GIVEN INFORMATION —
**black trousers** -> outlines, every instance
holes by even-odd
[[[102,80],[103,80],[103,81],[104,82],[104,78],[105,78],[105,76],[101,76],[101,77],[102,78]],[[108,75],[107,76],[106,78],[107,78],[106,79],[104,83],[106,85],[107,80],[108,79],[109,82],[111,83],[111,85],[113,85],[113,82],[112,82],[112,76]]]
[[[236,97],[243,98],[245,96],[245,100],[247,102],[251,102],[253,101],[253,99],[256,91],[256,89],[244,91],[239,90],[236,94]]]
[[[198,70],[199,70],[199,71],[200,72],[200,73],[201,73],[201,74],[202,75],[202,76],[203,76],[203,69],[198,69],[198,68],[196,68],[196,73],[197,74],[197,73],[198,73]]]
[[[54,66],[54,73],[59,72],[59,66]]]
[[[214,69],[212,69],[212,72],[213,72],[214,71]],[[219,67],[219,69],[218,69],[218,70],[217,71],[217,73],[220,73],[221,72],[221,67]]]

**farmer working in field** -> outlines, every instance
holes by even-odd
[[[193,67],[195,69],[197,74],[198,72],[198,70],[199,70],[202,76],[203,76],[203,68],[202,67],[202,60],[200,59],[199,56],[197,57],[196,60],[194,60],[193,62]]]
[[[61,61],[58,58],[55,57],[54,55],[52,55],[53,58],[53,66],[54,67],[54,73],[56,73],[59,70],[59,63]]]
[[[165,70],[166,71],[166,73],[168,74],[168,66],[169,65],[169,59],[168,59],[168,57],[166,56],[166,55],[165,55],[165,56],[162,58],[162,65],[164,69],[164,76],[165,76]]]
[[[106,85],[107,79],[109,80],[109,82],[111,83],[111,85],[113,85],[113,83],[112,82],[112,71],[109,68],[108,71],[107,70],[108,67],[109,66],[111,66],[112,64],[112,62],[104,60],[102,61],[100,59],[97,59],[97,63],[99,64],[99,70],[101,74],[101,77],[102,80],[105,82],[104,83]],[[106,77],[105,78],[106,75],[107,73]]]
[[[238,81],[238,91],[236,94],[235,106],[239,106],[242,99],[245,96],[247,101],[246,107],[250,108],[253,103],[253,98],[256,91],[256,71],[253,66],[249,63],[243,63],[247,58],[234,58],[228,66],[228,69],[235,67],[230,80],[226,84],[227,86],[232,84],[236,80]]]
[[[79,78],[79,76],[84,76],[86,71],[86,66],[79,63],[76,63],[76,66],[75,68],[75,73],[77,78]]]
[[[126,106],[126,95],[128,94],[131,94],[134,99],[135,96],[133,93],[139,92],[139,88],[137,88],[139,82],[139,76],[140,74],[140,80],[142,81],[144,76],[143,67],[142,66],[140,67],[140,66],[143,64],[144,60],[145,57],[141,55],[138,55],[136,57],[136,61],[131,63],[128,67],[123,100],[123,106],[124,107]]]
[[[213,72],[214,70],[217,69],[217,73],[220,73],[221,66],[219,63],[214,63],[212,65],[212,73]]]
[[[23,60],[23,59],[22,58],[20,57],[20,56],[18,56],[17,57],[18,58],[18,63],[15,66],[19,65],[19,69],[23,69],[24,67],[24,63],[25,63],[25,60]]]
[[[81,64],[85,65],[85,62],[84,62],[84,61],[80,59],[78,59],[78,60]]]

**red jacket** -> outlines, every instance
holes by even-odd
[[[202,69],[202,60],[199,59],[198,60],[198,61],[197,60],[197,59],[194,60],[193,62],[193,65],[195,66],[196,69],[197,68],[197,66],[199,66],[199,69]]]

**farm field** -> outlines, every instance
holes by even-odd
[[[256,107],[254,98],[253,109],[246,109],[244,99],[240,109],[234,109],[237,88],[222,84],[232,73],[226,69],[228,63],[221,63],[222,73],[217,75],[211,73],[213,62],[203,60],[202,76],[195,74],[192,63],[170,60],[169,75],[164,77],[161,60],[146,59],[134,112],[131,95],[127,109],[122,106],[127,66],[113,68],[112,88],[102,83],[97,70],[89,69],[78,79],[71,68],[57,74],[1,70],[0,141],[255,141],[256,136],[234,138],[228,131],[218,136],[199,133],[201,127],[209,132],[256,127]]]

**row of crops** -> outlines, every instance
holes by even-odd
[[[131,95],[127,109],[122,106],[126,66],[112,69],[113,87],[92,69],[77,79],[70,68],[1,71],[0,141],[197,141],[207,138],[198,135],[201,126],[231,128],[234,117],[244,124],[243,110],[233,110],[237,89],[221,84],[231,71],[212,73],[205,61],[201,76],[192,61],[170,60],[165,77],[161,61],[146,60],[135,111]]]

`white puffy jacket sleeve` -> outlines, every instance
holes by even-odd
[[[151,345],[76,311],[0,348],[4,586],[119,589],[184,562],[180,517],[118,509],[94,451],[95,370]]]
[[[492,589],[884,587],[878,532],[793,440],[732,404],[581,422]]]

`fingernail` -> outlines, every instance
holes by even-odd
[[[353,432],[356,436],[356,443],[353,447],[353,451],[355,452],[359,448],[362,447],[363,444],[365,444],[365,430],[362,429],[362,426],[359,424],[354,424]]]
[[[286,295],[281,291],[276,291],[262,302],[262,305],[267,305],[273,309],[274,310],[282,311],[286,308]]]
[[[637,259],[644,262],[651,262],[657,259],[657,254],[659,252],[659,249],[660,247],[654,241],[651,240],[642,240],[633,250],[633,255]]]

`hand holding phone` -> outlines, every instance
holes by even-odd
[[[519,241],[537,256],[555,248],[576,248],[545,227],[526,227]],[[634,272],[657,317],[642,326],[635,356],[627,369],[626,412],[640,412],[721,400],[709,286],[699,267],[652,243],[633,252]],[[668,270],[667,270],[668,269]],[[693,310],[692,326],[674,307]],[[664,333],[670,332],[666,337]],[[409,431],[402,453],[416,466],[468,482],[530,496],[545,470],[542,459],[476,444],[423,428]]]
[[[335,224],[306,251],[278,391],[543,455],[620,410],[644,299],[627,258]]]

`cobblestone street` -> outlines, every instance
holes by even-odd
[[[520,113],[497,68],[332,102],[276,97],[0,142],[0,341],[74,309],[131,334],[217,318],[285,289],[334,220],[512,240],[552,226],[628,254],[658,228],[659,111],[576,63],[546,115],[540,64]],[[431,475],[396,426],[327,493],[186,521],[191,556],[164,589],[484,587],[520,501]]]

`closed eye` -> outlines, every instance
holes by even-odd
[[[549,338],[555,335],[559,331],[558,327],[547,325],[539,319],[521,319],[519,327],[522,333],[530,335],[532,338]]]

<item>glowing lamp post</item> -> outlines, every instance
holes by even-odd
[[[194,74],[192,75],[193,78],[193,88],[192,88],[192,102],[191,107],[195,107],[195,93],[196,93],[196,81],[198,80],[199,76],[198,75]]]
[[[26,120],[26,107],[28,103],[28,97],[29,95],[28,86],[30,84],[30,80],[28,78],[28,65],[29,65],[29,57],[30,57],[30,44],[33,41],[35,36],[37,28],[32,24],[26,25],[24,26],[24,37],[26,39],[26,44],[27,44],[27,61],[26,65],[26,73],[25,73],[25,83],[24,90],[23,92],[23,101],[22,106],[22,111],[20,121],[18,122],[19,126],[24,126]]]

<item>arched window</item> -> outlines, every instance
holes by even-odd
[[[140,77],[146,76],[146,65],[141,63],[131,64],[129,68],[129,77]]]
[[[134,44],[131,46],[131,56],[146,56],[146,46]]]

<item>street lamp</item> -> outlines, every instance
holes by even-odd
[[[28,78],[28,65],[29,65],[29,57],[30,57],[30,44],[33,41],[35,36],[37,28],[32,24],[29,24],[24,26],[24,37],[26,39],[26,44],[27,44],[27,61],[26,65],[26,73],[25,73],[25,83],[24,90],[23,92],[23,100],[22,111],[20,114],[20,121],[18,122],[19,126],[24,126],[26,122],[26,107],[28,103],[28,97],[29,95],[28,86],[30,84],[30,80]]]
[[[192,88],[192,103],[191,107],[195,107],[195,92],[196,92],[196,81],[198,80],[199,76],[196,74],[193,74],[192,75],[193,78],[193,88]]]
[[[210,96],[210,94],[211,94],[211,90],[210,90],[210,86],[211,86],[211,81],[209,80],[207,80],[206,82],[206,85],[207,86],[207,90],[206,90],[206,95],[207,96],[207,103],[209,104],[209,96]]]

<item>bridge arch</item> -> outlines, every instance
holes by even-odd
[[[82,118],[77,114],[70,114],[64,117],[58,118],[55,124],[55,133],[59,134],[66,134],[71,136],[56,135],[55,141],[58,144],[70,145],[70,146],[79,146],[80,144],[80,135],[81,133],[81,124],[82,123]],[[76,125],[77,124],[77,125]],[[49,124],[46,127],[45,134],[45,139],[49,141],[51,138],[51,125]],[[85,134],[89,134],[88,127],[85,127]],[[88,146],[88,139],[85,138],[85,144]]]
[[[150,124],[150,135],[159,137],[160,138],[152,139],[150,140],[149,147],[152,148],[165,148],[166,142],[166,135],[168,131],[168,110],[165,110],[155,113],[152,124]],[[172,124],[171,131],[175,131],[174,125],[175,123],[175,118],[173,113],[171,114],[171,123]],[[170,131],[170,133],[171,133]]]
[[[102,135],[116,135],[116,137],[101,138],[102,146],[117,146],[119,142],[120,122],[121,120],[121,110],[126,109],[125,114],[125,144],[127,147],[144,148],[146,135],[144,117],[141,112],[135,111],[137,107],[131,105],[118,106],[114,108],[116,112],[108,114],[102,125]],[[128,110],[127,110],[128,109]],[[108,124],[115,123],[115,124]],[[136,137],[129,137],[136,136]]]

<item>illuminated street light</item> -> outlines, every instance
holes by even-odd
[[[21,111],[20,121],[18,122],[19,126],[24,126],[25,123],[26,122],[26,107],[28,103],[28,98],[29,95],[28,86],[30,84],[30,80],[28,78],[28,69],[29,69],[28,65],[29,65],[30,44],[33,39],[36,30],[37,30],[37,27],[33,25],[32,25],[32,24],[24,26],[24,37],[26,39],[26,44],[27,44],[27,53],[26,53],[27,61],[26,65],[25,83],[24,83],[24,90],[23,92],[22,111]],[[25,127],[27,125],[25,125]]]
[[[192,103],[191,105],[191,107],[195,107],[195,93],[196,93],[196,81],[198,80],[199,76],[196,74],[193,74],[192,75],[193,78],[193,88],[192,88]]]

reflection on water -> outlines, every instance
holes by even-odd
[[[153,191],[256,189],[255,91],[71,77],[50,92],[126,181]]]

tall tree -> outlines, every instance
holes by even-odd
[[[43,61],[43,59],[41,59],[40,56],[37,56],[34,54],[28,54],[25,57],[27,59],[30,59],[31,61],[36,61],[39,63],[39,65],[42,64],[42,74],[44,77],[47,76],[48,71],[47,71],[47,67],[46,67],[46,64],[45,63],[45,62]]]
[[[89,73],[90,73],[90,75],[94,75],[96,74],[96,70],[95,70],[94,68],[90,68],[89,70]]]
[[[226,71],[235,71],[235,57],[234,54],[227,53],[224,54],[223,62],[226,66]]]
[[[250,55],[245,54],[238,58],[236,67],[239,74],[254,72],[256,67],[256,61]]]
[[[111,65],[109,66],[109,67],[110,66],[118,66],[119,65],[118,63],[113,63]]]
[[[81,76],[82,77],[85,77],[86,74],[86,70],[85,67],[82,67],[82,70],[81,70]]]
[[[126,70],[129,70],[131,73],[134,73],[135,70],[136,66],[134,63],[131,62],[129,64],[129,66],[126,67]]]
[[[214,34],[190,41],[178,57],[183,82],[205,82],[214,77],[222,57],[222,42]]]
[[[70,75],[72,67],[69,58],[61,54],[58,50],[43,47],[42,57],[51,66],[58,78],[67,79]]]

EXERCISE INSTRUCTIONS — Count the lines of the material that contain the string "lamp", matching case exactly, and reply with the number alone.

PROBLEM SOLUTION — 2